-- Study text follows --

For middle school students in Sand Springs waiting for their principal to return, Louise Pond has a simple message: “Get to work.”
Pond doesn't remember a lot about what happened during the past few weeks, but she does know she wants the attention and focus away from her and back on her students' education.
“I want the kids to work,” Pond said. “They have tests. They have jobs to do. It's almost time for basketball season — let's get that under way, and wrestling season. And let's get them on the road to testing.”
Pond, the principal at Clyde Boyd Middle School in Sand Springs, has spent the past few weeks at OU Medical Center, where, at one point, she was hours from death.
Pond needed a liver transplant after she developed a type of acute liver failure, fulminant hepatic failure, that develops suddenly and often without a known cause.
Doctors find out the cause in only about 60 percent of cases such as Pond's, said Dr. Harlan Wright, medical director of the liver transplant program at the Oklahoma Transplant Center at OU Medical Center.
“More often than not, what we have is the damage that's left, and we can never really identify what it is that damaged the liver,” Wright said.
The liver is the largest organ inside the human body. It is also one of the most important, changing food into energy and cleaning alcohol and poisons from the blood.
Pond started feeling sick the last week in July. She was at teacher evaluation training when her eyes and skin turned yellow.
On Aug. 17, she was taken from a Tulsa hospital to OU Medical Center in Oklahoma City after it was determined she needed a liver transplant.
Doctors soon placed Pond on the national liver transplant donor list. She was a “status one” patient, meaning any liver in the Texas and Oklahoma region would go to her.
But Pond's condition was rapidly deteriorating. Her liver was failing, and her kidneys were shutting down. She had to be put on a breathing machine and was placed on medications to keep her blood pressure up.
“If not for those medications, her heart would stop,” said Dr. Anthony Sebastian, the founding director and chief of the Oklahoma Transplant Center at OU Medical Center.
But good news soon came — a liver was available in San Antonio. Early Sunday, a medical team took a plane to a San Antonio hospital to pick up the liver.
Sebastian said the medical team had to make a difficult decision, though.
“As they were procuring the organ, Mrs. Pond's condition took a turn for the worse,” he said.
“Every hour, her pressure was going down. We were going up and up and up on her medications to keep her alive, and we had to decide — do we really bring that liver from San Antonio to here?”

-- Study text concluded --

Copy the passage from the article on Louise Pond's liver transplant between "But good news" and "difficult decision, though.", inclusive, substituting "jet" for "plane".

-- Listed records follows --

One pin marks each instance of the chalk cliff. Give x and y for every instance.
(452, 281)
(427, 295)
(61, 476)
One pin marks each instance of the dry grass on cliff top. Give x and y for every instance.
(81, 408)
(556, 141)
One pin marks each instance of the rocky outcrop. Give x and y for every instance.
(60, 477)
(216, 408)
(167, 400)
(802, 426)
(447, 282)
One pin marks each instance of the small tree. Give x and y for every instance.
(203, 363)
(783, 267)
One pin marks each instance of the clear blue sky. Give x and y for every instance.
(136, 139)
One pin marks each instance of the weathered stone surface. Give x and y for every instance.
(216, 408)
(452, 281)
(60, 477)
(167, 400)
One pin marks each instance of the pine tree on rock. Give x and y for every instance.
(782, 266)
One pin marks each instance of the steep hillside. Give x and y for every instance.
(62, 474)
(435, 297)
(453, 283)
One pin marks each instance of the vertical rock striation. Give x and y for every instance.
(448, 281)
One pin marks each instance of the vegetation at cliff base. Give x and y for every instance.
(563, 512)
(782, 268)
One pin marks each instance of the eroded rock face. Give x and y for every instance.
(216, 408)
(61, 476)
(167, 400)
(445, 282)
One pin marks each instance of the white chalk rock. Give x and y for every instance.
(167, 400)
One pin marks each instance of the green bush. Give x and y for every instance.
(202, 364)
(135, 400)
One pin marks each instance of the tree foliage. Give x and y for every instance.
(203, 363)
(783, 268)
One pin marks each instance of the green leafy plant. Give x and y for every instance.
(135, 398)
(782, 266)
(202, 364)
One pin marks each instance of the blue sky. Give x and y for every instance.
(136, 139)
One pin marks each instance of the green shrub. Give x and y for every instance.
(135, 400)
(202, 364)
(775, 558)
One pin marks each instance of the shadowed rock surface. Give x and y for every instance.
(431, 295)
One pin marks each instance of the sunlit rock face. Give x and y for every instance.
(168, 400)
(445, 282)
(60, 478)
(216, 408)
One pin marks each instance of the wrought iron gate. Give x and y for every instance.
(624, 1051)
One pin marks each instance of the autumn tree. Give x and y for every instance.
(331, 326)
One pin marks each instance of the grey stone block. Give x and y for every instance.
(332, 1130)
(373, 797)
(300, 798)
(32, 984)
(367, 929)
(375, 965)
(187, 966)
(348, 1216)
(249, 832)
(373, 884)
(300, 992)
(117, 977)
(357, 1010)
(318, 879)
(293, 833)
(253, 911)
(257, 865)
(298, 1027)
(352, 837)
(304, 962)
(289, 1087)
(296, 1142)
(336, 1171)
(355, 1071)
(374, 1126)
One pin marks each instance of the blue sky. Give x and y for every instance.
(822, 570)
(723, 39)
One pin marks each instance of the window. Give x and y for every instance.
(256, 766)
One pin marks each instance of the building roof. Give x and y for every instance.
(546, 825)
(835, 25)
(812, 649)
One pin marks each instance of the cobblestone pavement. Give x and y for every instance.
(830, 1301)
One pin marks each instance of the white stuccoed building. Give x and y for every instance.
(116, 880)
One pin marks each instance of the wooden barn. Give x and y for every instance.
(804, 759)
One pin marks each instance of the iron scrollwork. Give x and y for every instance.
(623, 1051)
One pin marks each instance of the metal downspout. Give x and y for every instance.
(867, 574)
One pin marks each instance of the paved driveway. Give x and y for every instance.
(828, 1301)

-- Listed records concluded --

Task answer:
But good news soon came — a liver was available in San Antonio. Early Sunday, a medical team took a jet to a San Antonio hospital to pick up the liver.
Sebastian said the medical team had to make a difficult decision, though.